▸ **Requirement**
The entire listing below is to be written out exactly, minus the pictures.

▸ **Data for analysis**

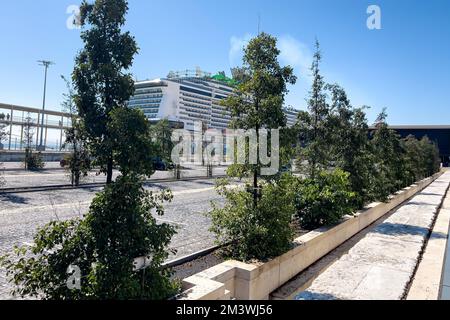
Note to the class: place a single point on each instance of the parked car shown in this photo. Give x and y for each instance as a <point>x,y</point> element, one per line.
<point>162,165</point>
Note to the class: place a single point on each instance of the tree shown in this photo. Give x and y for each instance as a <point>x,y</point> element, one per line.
<point>99,79</point>
<point>102,246</point>
<point>349,144</point>
<point>390,164</point>
<point>79,162</point>
<point>258,99</point>
<point>255,220</point>
<point>131,136</point>
<point>119,229</point>
<point>312,125</point>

▸ **Exercise response**
Note to the class: place a single point on each instance of the parked car shown in this photo. Give x and y for each instance as a <point>x,y</point> element, one per line.
<point>162,165</point>
Note to the class: place a single point on each instance of the tree shown in this photo. Give x and y for each instance as a <point>x,y</point> element, one per line.
<point>99,79</point>
<point>102,246</point>
<point>349,144</point>
<point>390,164</point>
<point>79,162</point>
<point>258,99</point>
<point>255,220</point>
<point>131,136</point>
<point>119,229</point>
<point>312,125</point>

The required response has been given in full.